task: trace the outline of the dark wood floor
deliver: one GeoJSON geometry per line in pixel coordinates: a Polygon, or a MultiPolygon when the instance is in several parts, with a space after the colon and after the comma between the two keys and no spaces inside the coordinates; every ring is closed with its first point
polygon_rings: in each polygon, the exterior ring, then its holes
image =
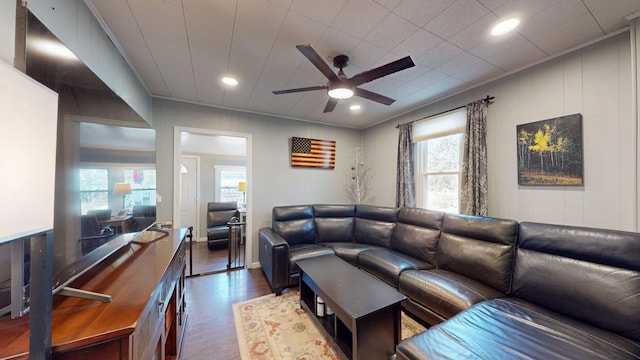
{"type": "MultiPolygon", "coordinates": [[[[187,249],[189,244],[187,244],[187,249]]],[[[189,266],[189,252],[187,251],[187,275],[204,275],[217,271],[224,271],[227,269],[229,263],[229,253],[226,247],[218,247],[214,250],[209,250],[206,241],[196,241],[193,246],[193,266],[189,266]]],[[[240,257],[244,256],[244,249],[240,248],[240,257]]],[[[237,261],[233,261],[231,267],[244,264],[237,261]]]]}
{"type": "MultiPolygon", "coordinates": [[[[226,249],[206,253],[204,250],[209,250],[204,244],[199,250],[196,256],[194,246],[194,274],[201,273],[195,269],[210,269],[220,261],[223,264],[220,268],[226,268],[226,249]]],[[[193,276],[187,279],[186,289],[188,318],[182,359],[240,359],[231,305],[271,293],[262,270],[193,276]]]]}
◇ ◇ ◇ ◇
> Task details
Starting at the line that contains "deliver: one GeoJSON" and stopping after the line that contains "polygon_rings: in each", write out every line exactly as it appears above, and no other line.

> The answer
deliver: one GeoJSON geometry per line in pixel coordinates: a Polygon, or a MultiPolygon when the instance is in several parts, with a space after the colon and after the comma between the two keys and no spaces inside the coordinates; every ring is closed with its first point
polygon_rings: in each polygon, the exterior ring, then its holes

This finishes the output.